* _Written request_
Copy all of the items below word for word, line by line. Leave the pictures out of your answer.

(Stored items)
________

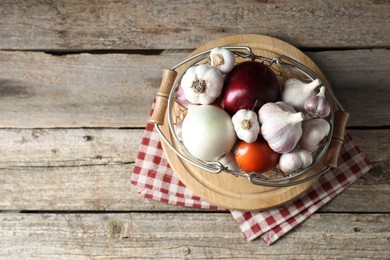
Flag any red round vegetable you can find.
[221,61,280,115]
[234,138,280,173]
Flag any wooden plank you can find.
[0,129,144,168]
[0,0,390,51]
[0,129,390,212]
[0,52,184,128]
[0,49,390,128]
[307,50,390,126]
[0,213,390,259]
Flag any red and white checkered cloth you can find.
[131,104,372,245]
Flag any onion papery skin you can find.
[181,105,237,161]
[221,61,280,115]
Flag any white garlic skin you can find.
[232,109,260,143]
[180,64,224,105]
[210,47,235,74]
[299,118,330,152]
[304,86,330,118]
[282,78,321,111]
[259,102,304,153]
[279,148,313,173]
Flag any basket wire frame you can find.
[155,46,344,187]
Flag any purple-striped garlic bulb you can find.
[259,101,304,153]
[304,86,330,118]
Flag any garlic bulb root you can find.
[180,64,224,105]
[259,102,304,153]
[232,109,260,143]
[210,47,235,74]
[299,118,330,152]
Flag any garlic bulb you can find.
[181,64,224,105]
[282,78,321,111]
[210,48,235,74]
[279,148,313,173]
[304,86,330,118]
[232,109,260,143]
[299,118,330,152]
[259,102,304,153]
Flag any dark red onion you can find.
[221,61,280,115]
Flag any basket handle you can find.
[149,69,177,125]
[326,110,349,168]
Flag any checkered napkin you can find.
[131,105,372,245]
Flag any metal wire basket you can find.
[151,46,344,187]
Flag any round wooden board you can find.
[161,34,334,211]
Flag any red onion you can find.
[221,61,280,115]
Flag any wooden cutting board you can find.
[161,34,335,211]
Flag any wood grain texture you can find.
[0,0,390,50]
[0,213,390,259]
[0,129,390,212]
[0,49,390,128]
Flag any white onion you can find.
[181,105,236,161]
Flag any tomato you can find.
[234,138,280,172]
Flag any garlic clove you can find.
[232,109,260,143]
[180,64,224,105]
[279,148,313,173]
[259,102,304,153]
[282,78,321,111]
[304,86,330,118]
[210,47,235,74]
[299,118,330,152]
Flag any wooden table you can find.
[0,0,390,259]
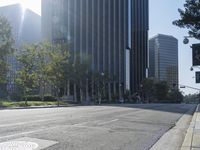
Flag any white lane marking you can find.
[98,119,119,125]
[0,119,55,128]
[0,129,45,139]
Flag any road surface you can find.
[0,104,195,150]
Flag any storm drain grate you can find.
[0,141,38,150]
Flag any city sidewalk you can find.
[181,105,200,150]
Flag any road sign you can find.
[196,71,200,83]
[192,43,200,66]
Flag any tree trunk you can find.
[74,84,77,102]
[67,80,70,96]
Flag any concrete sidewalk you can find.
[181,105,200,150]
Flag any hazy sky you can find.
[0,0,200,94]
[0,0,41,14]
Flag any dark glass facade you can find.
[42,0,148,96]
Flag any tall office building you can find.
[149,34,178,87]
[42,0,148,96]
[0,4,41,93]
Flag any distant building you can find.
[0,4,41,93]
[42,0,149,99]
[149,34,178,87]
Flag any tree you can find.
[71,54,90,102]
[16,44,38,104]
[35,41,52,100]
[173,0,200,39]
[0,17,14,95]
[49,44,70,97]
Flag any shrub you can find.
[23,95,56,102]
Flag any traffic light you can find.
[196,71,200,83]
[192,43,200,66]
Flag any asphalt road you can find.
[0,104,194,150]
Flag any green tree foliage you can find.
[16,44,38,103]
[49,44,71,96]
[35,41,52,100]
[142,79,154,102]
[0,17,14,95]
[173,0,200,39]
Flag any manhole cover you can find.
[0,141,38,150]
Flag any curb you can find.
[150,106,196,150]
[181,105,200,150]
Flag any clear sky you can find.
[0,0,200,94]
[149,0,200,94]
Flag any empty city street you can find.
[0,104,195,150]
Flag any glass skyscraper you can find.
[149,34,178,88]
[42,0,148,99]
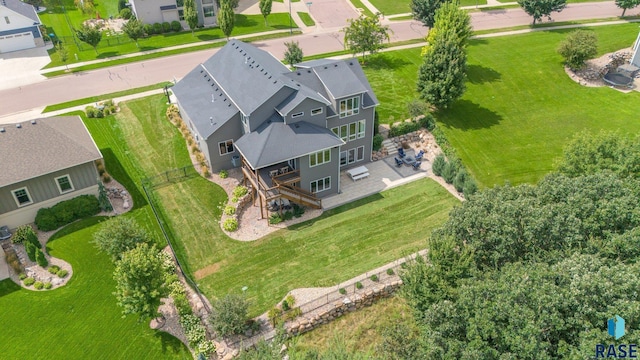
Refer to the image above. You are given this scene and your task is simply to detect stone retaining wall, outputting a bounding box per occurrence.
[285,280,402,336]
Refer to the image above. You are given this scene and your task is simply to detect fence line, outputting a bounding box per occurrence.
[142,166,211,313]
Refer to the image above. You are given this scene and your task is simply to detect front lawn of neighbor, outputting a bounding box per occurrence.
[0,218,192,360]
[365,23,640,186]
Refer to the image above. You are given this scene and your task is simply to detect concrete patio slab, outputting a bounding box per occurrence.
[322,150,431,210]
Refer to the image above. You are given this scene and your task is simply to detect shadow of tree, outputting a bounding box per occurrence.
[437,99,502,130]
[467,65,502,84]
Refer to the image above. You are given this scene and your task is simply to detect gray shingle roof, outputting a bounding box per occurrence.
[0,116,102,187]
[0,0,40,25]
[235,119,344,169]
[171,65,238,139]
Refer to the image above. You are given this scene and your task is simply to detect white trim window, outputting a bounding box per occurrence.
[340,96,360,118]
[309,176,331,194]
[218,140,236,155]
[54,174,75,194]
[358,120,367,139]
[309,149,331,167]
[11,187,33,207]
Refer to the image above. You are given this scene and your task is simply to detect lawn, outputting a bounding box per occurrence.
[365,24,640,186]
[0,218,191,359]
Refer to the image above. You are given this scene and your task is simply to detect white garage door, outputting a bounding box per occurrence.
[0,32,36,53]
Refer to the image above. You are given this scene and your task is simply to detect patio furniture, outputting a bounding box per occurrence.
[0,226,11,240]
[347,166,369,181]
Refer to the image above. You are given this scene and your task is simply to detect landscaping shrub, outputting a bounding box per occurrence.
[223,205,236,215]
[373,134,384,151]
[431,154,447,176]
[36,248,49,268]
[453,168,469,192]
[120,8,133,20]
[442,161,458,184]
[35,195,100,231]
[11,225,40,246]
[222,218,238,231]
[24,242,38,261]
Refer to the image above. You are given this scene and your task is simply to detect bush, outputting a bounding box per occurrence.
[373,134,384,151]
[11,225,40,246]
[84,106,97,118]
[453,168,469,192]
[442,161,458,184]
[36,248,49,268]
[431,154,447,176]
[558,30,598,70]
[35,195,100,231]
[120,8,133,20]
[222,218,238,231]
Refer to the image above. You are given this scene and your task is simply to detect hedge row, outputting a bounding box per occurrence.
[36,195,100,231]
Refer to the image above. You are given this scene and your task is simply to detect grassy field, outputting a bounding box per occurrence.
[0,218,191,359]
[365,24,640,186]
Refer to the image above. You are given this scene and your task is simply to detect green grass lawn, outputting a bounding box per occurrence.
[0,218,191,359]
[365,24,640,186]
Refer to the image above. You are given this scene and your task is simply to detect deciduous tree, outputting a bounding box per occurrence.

________

* _Output for this exercise_
Flag any red round vegetable you can find.
[221,61,280,115]
[234,138,280,173]
Flag any wooden plank you can find.
[0,129,144,168]
[0,0,390,51]
[0,129,390,212]
[0,52,184,128]
[0,49,390,128]
[307,50,390,126]
[0,213,390,259]
Flag any red and white checkered cloth you can find.
[131,104,372,245]
Flag any onion papery skin you can find.
[181,105,237,161]
[221,61,280,115]
Flag any white garlic skin you can find.
[232,109,260,143]
[180,64,224,105]
[210,47,235,74]
[299,118,330,152]
[304,86,330,118]
[282,78,321,111]
[259,102,304,153]
[279,148,313,173]
Flag any basket wire frame you can find.
[155,46,344,187]
Flag any purple-striped garlic bulb you can find.
[259,101,304,153]
[304,86,330,118]
Flag any garlic bulb root you can find.
[180,64,224,105]
[259,102,304,153]
[232,109,260,143]
[210,47,235,74]
[299,118,330,152]
Flag any garlic bulb you can find.
[181,64,224,105]
[282,78,321,111]
[210,48,235,74]
[279,148,313,173]
[304,86,330,118]
[232,109,260,143]
[299,118,330,152]
[259,102,304,153]
Flag any dark red onion you can find.
[221,61,280,115]
Flag any basket handle you can find.
[149,69,177,125]
[326,110,349,168]
Flag any checkered napkin you can find.
[131,105,372,245]
Flag any metal wire basket you can find.
[151,46,344,187]
Flag any round wooden board you can find.
[161,34,334,211]
Flag any red onion you can find.
[221,61,280,115]
Flag any wooden cutting board you can find.
[161,34,335,211]
Flag any wood grain texture you can find.
[0,0,390,50]
[0,213,390,259]
[0,129,390,212]
[0,49,390,128]
Flag any white onion you can find.
[181,105,236,161]
Flag any tomato you can find.
[234,138,280,172]
Flag any garlic clove you can find.
[232,109,260,143]
[180,64,224,105]
[279,148,313,173]
[259,102,304,153]
[282,78,321,111]
[304,86,330,118]
[210,47,235,74]
[299,118,330,152]
Flag any wooden table you can find.
[0,0,390,259]
Flag any white lane marking you can find.
[98,119,119,125]
[0,119,55,128]
[0,129,45,139]
Flag any road surface you can find.
[0,104,195,150]
Flag any storm drain grate you can find.
[0,141,38,150]
Flag any city sidewalk you can find.
[181,105,200,150]
Flag any road sign you can find.
[196,71,200,83]
[192,43,200,66]
Flag any tree trunk you can find.
[74,84,77,102]
[67,80,70,96]
Flag any concrete sidewalk you can find.
[181,105,200,150]
Flag any hazy sky you can find.
[0,0,200,94]
[0,0,41,14]
Flag any dark glass facade you can find.
[42,0,148,96]
Flag any tall office building you can find.
[149,34,178,87]
[42,0,148,96]
[0,4,41,93]
Flag any distant building you can find.
[0,4,41,93]
[42,0,149,99]
[149,34,178,87]
Flag any tree you can find.
[71,54,90,102]
[16,44,38,104]
[35,41,52,100]
[173,0,200,39]
[0,17,14,95]
[49,44,70,97]
Flag any shrub you can find.
[23,95,56,102]
Flag any traffic light you can find.
[196,71,200,83]
[192,43,200,66]
Flag any asphalt road you can find.
[0,104,194,150]
Flag any green tree foliage you can find.
[16,44,38,103]
[49,44,71,96]
[35,41,52,100]
[142,79,154,102]
[0,17,14,95]
[173,0,200,39]
Flag any manhole cover you can find.
[0,141,38,150]
Flag any curb you can find.
[150,106,196,150]
[181,105,200,150]
Flag any clear sky you can find.
[0,0,200,94]
[149,0,200,94]
Flag any empty city street you can find.
[0,104,195,150]
Flag any glass skyscraper you can find.
[149,34,178,88]
[42,0,148,99]
Refer to the image above. You are given this scene and your task is simply to detect stone retaining wall, outputting a bounding box per occurrence.
[285,280,402,336]
Refer to the image above. You are given this scene and your task is simply to detect fence line, outputting a bounding box per occurrence.
[142,166,211,313]
Refer to the image above. You are given this scene and your task is simply to detect front lawn of neighbor, outputting a bounding box per occurrence.
[0,218,192,360]
[365,23,640,186]
Refer to the image above. You are given this scene and your task is simply to detect concrete patio slab, outputting a bounding box per occurrence.
[322,150,431,210]
Refer to the image above. You are given this scene and your task is simply to detect shadow of tree, outputting a bounding box per occurrence.
[437,99,502,130]
[467,65,502,84]
Refer to the image above. You are given this scene and your task is simply to detect gray shingle roof, outputting a bounding box per occurrence.
[0,116,102,187]
[0,0,40,25]
[235,119,344,169]
[171,65,238,139]
Refer to the image above. You are given this scene and your task is simply to detect white trim window, outputting a bounding box per occurrence.
[340,96,360,118]
[309,176,331,194]
[218,140,236,155]
[54,174,75,194]
[358,120,367,139]
[309,149,331,167]
[11,187,33,207]
Refer to the image above. You are given this scene and your task is simply to detect lawn, outputting a bounding box per occurrence.
[365,24,640,186]
[0,218,191,359]
Refer to the image above. You are given this scene and your task is simply to detect white garage door, outputting a bounding box per occurrence.
[0,32,36,53]
Refer to the image above. You are given this scene and your task is simply to detect patio furniture, outputting a bounding box per occurrence.
[0,226,11,240]
[347,166,369,181]
Refer to the image above. You are given this scene and your task is simply to detect landscaping shrub, outputting a bounding box per occurrence.
[223,205,236,215]
[373,134,384,151]
[431,154,447,176]
[36,248,49,268]
[453,168,469,192]
[120,8,133,20]
[442,161,458,184]
[35,195,100,231]
[11,225,40,246]
[222,218,238,231]
[24,242,38,261]
Refer to the image above. You are given this scene and your task is simply to detect bush, outputting a bounding box per occurrence.
[373,134,384,151]
[11,225,40,246]
[84,106,97,118]
[453,168,469,192]
[442,161,458,184]
[36,248,49,268]
[431,154,447,176]
[558,30,598,70]
[35,195,100,231]
[120,8,133,20]
[222,218,238,231]
Refer to the image above. You are given this scene and your task is simply to detect hedge row, outputting a bounding box per occurrence.
[36,195,100,231]
Refer to the image above. You are given this scene and your task is simply to detect grassy field, outputting a bounding box per occurrence.
[0,218,191,359]
[365,24,640,186]
Refer to the image above. You are given this scene and your task is simply to detect green grass lawn, outputting a bounding box per occurrence.
[0,218,191,359]
[365,24,640,186]
Refer to the image above. You are given this scene and your task is simply to detect deciduous tree, outputting a bounding box per occurrence.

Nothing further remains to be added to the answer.